Selected extract

# Windows 10 upgrade - what a mistake



## jayeliot (Feb 3, 2003)

Toshiba Satellite L505, was on Windows 7, now Windows 10.

After dozens of pop ups from Microsoft imploring me to upgrade from 7 to 10, I finally did it. Install was painless. Windows 10 seemed better than 7. But since the upgrade 2 weeks ago, not so happy. System has frozen 3 times, forcing a hard reboot. In the years that I was in Windows 7, never needed to do that. What would you like me to do to help me fix this maddening problem ?


----------



## Triple6 (Dec 26, 2002)

You can roll back to Windows 7 if you want, it's really easy and quick: http://windows.microsoft.com/en-ca/windows-10/going-back-to-windows-7-or-windows-81

You can then disable the Windows 10 upgrade notifications by using GWX Control Panel: https://forums.techguy.org/
And instructions for using GWX: http://blog.ultimateoutsider.com/2015/08/using-gwx-stopper-to-permanently-remove.html


----------



## jayeliot (Feb 3, 2003)

There are many good features for Windows 10. Are there any fixes / patches that will eliminate the following :

1. while typing this reply, there were several long pauses where I could not type - had to wait for the PC to respond
2. screen goes black for a few seconds now and then
3. hard reboot required.

I was having problems with 7 as well. Yahoo Mail was getting extremely sluggish, long delays when typing. 10 is better and would hate to go back to 7 at this time. Can we keep the good features and fix the above issues ?

What to produce
Reproduce the forum thread above about problems after a Windows 10 upgrade in full, word for word.

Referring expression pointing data

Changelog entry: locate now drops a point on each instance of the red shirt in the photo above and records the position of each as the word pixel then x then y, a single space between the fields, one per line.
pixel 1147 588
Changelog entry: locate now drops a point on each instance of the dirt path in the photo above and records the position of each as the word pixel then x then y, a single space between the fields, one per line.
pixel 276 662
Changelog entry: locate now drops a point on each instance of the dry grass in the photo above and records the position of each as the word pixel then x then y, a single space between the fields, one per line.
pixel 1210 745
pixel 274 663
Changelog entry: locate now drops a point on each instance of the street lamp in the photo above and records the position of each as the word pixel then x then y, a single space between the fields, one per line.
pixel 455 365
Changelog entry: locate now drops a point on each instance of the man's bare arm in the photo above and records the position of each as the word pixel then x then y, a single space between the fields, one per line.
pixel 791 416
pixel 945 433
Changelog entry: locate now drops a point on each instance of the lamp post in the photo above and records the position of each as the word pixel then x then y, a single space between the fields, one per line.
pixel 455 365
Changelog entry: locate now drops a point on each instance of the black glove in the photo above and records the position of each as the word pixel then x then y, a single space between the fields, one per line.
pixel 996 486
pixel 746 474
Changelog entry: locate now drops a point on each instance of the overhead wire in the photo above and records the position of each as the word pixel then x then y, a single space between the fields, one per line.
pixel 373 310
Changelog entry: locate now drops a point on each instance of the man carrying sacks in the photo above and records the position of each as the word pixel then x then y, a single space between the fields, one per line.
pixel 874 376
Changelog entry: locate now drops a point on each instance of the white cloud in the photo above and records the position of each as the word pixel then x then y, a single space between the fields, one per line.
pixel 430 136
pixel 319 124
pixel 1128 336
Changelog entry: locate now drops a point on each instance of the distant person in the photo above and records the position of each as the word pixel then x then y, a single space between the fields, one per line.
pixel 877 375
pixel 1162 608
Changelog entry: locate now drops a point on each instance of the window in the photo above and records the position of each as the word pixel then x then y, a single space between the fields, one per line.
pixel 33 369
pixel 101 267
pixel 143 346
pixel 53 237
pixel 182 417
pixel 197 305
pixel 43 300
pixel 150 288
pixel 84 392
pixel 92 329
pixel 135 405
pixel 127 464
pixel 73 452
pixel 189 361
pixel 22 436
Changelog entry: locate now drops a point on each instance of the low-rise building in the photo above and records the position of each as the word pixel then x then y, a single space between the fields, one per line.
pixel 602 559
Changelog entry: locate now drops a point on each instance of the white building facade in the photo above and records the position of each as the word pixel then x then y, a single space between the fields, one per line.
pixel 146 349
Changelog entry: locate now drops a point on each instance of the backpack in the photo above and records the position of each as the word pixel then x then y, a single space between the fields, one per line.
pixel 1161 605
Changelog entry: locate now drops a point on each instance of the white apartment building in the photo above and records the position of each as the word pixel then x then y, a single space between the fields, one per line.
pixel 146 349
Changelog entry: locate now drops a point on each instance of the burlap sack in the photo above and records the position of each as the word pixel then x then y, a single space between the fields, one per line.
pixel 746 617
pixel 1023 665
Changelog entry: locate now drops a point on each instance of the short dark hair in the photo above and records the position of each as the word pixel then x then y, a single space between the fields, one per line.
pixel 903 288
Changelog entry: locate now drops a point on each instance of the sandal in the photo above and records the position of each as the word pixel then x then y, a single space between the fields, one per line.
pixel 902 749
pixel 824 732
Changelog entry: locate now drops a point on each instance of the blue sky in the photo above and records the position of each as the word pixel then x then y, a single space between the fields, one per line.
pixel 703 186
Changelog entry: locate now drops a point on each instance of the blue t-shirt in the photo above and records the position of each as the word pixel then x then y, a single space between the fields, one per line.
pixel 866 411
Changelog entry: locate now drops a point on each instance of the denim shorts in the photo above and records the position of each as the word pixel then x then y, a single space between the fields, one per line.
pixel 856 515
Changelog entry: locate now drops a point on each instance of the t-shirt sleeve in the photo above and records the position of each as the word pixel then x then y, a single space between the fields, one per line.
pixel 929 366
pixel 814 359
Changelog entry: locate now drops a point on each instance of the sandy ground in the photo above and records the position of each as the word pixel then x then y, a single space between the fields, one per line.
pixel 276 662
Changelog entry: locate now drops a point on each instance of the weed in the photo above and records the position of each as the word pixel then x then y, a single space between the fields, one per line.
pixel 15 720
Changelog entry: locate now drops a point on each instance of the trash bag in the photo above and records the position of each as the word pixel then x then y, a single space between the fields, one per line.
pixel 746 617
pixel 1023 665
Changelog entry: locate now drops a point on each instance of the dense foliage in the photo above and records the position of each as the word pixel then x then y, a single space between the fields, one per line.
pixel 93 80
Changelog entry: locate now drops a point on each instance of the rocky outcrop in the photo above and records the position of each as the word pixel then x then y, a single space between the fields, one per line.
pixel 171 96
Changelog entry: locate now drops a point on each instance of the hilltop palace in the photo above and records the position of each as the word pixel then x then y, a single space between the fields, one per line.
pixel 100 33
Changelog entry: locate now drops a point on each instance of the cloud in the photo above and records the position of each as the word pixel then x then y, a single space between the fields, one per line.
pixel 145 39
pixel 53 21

Response area
# Windows 10 upgrade - what a mistake



## jayeliot (Feb 3, 2003)

Toshiba Satellite L505, was on Windows 7, now Windows 10.

After dozens of pop ups from Microsoft imploring me to upgrade from 7 to 10, I finally did it. Install was painless. Windows 10 seemed better than 7. But since the upgrade 2 weeks ago, not so happy. System has frozen 3 times, forcing a hard reboot. In the years that I was in Windows 7, never needed to do that. What would you like me to do to help me fix this maddening problem ?


----------



## Triple6 (Dec 26, 2002)

You can roll back to Windows 7 if you want, it's really easy and quick: http://windows.microsoft.com/en-ca/windows-10/going-back-to-windows-7-or-windows-81

You can then disable the Windows 10 upgrade notifications by using GWX Control Panel: https://forums.techguy.org/
And instructions for using GWX: http://blog.ultimateoutsider.com/2015/08/using-gwx-stopper-to-permanently-remove.html


----------



## jayeliot (Feb 3, 2003)

There are many good features for Windows 10. Are there any fixes / patches that will eliminate the following :

1. while typing this reply, there were several long pauses where I could not type - had to wait for the PC to respond
2. screen goes black for a few seconds now and then
3. hard reboot required.

I was having problems with 7 as well. Yahoo Mail was getting extremely sluggish, long delays when typing. 10 is better and would hate to go back to 7 at this time. Can we keep the good features and fix the above issues ?